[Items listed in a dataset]
= = =

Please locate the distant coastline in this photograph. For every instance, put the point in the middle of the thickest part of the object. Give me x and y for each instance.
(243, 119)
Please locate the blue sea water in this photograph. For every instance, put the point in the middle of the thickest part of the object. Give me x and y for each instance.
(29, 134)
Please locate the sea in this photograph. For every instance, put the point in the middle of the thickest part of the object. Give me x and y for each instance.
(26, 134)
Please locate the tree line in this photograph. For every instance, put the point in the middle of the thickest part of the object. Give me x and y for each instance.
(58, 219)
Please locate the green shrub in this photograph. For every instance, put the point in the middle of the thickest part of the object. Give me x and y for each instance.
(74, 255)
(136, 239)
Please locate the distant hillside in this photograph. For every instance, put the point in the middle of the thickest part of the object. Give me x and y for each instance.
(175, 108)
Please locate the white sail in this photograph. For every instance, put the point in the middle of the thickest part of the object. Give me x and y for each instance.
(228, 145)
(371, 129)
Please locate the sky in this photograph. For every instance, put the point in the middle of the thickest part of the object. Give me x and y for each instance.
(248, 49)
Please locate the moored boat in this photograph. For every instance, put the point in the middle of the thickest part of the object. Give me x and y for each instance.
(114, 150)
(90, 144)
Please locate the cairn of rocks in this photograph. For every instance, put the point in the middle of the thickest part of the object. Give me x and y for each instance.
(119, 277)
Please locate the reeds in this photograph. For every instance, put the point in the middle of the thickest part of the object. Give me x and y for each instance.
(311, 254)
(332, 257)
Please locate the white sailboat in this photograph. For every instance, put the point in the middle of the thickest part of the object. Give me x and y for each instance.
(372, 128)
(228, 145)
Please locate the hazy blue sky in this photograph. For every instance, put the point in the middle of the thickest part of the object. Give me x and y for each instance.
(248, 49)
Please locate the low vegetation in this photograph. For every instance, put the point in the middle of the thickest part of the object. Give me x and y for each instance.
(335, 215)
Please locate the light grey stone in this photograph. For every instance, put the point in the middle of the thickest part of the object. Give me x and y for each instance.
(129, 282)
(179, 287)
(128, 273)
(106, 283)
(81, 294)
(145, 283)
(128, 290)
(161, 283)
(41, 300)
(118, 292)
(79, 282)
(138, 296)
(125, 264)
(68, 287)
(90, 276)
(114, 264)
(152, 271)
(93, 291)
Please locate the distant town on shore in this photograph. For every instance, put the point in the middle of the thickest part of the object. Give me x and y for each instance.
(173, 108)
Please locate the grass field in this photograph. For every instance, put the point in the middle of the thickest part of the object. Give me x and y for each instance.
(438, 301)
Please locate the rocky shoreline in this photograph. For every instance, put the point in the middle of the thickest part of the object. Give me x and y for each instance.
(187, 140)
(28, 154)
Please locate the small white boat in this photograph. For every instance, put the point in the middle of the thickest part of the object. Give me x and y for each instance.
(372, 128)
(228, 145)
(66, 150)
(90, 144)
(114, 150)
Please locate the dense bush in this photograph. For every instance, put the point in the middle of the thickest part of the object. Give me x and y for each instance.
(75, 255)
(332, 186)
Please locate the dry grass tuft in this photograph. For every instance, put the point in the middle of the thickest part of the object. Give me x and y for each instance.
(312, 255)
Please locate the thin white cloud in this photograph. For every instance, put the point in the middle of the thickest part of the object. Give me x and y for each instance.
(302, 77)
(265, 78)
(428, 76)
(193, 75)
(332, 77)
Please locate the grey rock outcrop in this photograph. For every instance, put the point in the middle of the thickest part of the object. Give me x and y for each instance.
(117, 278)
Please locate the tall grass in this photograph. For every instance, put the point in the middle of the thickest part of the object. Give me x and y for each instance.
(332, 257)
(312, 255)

= = =

Copy all of the data exactly. Skip nothing.

- [OUTPUT OF THE TASK]:
Please locate the distant coastline in this photograph. For every instance, put the point in the middle of the thickest part of the object. Give me x and y for each instance.
(243, 119)
Please locate the blue sea water in this photograph. For every instance, put the point in the middle of the thickest part of the object. Give me x and y for each instance.
(29, 134)
Please locate the sea in this photograph. For every instance, put the point in the middle of the thickest part of the object. Give me x and y for each instance.
(26, 134)
Please locate the tree line in this photograph. For every instance, put the point in the middle of the thickest part of the object. Give me x and y for each instance.
(58, 219)
Please locate the green shrub in this photograph. For every instance, put the point in the middle of the thickest part of the object. Give me x and y for each instance.
(74, 255)
(136, 239)
Please locate the distant hillside in this photograph. For every instance, put the point in the middle of the thickest part of the object. Give me x and y for each instance.
(175, 108)
Please locate the white sail in this photograph. For every instance, put the point in the middle of the thickest part of the object. Give me x and y for each instance.
(228, 145)
(371, 129)
Please locate the sky in this photograph. For every instance, put the point in the middle of the thickest part of the object. Give me x and y for each instance.
(248, 49)
Please locate the moored boat in this photograph. For every instance, put the point in the middle of the thickest part of the object. Give me x and y for each instance.
(114, 150)
(90, 144)
Please locate the cairn of rocks in this photograph. For every instance, put the point in the middle of the thickest part of the object. Give me x and y for each instance.
(119, 277)
Please locate the reeds in this photograph. For every instance, put the point in the middle of the thickest part of the object. Give me x and y for each instance.
(311, 254)
(332, 257)
Please locate the white sailboat in this photograph. For every instance, put the point in the middle of the thickest part of the object. Give me x and y for each instance.
(372, 128)
(228, 145)
Please locate the hazy blue sky in this photograph. For every instance, put the point in the middle of the thickest part of the object. Give me x and y for each instance.
(248, 49)
Please locate the low vegetation in this photograph. For every instance, put the point in the middle of the thickest part of the object. Give me x and y for each instance.
(335, 215)
Please locate the light grey stone in this photograph. For every instance, put the point in the middle of the thickest part of the object. Give me x and y for each instance.
(129, 282)
(179, 287)
(128, 273)
(106, 283)
(81, 294)
(145, 283)
(128, 290)
(161, 283)
(41, 300)
(118, 292)
(79, 282)
(138, 296)
(125, 264)
(68, 287)
(90, 276)
(114, 264)
(152, 271)
(93, 291)
Please locate the distant town on shore in this photograph. For every instance, put the point in the middle of the thickest part of the object. Give me x and y for each instance.
(173, 108)
Please locate the grass field in this photograph. For every instance, put the point in the middle of the thickest part of the object. Give me x and y for each instance.
(438, 301)
Please locate the rocky shoreline in this photograph. For every instance, put the point in the middle of the thickest part of the object. Give me x and y for each instance.
(187, 140)
(28, 154)
Please locate the small white boat in this photograph. For every instance, put the point in the middle of the thickest part of the object. Give me x and y for each instance.
(372, 128)
(228, 145)
(66, 150)
(90, 144)
(114, 150)
Please locate the dense bush in this photograph. For every instance, put the point in the middle of the thickest part of the object. Give me x and y for each instance.
(75, 255)
(332, 186)
Please locate the dry grass tuft in this photograph. For every instance, put the point in the middle of the thickest part of the object. Give me x and y for each instance.
(312, 255)
Please locate the thin white cloud in this photograph. For every instance, put the point in the middle of the thickest part of the object. Give me x and y for each instance.
(302, 77)
(265, 78)
(428, 76)
(193, 75)
(332, 77)
Please locate the grey rock outcrop in this photograph. For every instance, put the point in the middle of the thickest part of the object. Give me x and y for each instance.
(117, 278)
Please locate the tall grass in this photograph. For every instance, put the point in the middle of the thickest part of the object. Give me x and y for each instance.
(332, 257)
(312, 255)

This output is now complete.